Dataset records:
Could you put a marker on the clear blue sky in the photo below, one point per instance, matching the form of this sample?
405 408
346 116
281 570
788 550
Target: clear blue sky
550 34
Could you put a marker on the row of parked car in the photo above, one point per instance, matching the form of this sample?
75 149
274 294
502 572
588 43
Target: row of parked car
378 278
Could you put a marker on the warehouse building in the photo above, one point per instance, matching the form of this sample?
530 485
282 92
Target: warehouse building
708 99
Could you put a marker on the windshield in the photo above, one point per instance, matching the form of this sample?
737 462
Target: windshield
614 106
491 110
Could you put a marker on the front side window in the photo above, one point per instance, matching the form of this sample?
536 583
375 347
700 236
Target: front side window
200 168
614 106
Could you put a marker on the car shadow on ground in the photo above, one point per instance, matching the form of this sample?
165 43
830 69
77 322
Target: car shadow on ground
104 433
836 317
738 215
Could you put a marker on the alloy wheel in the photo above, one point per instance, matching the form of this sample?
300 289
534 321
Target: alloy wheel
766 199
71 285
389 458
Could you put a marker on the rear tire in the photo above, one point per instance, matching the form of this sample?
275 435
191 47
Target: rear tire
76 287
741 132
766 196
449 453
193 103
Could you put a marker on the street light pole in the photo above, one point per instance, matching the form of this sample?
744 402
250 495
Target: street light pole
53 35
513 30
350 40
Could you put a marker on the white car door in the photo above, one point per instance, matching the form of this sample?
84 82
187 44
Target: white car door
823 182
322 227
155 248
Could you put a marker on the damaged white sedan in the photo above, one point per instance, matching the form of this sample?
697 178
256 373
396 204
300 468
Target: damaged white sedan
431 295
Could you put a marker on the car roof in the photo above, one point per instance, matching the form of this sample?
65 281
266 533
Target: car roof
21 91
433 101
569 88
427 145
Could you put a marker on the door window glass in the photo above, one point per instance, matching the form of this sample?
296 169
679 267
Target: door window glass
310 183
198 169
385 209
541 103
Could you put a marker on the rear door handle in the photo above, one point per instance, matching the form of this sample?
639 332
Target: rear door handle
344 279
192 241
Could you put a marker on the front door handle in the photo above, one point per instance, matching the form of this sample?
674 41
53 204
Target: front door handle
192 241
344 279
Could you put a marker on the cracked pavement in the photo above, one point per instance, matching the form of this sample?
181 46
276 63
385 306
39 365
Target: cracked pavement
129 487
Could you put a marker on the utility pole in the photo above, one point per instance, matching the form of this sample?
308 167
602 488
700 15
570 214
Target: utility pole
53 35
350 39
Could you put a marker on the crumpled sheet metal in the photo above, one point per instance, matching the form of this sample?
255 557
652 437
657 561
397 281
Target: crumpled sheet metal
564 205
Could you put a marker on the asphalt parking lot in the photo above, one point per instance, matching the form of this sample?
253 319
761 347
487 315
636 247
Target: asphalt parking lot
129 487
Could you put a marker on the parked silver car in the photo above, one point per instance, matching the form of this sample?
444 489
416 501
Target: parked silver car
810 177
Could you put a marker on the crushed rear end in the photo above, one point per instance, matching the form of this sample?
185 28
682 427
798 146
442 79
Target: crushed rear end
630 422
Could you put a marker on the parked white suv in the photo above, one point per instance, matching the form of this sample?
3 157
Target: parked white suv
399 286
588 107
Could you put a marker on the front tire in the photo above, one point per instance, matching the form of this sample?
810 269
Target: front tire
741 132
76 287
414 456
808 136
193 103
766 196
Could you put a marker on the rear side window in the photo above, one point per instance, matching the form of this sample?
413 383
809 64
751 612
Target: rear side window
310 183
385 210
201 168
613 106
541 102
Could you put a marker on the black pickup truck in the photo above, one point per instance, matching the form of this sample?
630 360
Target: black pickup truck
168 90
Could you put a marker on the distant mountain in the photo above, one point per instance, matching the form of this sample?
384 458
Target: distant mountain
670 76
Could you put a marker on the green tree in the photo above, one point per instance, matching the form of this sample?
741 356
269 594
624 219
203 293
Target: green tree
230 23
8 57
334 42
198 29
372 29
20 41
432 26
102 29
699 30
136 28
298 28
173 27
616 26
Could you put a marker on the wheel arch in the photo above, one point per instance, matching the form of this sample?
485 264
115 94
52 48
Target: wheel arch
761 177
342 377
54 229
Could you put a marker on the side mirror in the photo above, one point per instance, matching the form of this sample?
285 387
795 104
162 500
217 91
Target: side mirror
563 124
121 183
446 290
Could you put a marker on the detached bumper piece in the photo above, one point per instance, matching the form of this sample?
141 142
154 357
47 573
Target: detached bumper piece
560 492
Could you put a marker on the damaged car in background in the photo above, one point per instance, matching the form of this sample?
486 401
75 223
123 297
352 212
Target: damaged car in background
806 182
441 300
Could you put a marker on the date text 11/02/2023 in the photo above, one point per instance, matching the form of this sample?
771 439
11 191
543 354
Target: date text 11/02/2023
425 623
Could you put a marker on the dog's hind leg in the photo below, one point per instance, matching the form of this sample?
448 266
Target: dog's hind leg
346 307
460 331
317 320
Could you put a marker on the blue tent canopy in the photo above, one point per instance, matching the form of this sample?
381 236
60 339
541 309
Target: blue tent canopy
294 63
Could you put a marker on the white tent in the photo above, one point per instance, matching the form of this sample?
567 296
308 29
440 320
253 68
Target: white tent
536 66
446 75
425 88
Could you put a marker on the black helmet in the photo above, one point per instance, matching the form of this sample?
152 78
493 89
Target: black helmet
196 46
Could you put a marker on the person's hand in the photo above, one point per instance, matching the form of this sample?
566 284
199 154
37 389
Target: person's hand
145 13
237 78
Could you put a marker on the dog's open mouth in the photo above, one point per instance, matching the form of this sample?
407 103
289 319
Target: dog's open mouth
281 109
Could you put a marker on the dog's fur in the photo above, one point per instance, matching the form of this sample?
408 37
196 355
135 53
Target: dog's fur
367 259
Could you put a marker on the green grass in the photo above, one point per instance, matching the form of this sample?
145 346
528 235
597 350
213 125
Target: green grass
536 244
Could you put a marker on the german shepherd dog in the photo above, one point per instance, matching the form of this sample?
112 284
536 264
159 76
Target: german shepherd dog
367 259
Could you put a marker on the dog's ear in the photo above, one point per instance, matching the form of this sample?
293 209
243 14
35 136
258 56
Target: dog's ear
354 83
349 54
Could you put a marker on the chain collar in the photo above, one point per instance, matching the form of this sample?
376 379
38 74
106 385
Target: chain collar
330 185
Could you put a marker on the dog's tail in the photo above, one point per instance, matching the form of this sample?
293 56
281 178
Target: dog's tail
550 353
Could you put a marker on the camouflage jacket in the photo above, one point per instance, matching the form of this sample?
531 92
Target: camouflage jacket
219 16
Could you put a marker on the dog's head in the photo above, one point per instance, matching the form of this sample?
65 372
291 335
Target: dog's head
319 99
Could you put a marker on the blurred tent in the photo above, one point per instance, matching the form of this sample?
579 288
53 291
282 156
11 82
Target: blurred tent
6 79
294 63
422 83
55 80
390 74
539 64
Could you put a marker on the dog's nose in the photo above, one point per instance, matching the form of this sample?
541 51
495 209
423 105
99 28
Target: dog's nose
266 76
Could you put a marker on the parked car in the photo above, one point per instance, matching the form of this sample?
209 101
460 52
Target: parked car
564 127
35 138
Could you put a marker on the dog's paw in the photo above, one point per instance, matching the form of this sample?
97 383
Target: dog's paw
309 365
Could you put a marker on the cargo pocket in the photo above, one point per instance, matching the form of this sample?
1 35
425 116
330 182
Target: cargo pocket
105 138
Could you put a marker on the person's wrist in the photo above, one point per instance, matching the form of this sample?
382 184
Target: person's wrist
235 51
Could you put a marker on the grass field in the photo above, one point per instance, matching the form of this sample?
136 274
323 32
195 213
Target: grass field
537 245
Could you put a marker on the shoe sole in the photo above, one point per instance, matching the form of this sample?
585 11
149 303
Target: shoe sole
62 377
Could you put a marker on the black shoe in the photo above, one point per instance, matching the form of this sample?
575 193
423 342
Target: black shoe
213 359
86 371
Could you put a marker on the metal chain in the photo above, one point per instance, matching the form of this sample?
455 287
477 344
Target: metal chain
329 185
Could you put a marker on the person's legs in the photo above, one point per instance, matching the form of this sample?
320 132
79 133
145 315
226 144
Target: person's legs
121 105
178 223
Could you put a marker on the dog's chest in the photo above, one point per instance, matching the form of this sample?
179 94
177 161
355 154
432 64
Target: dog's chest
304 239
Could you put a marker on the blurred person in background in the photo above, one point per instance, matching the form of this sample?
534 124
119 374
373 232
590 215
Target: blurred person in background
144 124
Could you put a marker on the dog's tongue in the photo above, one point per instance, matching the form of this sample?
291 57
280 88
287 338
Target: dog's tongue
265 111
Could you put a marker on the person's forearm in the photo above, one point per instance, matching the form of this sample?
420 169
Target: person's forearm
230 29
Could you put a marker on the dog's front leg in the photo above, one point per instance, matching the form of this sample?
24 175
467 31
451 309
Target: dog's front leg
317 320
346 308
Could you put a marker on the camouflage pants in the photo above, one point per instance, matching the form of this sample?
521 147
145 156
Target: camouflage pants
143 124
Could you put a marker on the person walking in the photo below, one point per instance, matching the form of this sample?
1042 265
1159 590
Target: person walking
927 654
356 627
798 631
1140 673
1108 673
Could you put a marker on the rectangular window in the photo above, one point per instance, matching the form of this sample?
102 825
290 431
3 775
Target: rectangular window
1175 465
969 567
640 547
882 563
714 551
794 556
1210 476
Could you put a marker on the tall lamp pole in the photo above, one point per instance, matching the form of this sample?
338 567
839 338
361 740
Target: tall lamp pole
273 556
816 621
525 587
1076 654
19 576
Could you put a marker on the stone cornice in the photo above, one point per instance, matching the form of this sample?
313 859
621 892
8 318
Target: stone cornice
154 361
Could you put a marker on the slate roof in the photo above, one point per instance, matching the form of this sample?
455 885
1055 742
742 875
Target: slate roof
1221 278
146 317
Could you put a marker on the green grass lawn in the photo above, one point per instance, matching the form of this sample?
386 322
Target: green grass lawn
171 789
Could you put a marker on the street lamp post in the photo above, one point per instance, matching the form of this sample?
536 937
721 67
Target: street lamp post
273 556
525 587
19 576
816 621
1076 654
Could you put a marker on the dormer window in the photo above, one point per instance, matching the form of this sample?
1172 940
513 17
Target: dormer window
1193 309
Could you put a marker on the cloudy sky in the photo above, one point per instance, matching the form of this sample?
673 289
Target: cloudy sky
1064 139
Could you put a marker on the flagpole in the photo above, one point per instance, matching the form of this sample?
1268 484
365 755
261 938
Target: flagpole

To be done: Using the material above, extract the line that contains "Could you put a marker on the street lamp" and every line after it, exactly as given; stop at the last line.

Answer to this task:
Could you put a marker on the street lamp post in the photo above, one point per instance, matching the form of this sample?
536 937
721 67
Target: street lamp post
273 556
525 587
19 576
816 621
1076 654
Could you put a marker on the dormer window in the photo above, one point per instance, matching the form of this sample?
1172 940
513 17
Target: dormer window
1193 309
Could you put a marker on the cloudy sky in the photo above, one point per instance, matching the form of this sample?
673 289
Target: cloudy sky
1064 139
Could you put a marker on the flagpole in the photo above, one point per instance, matching the form of this sample?
1268 484
365 755
261 938
Target: flagpole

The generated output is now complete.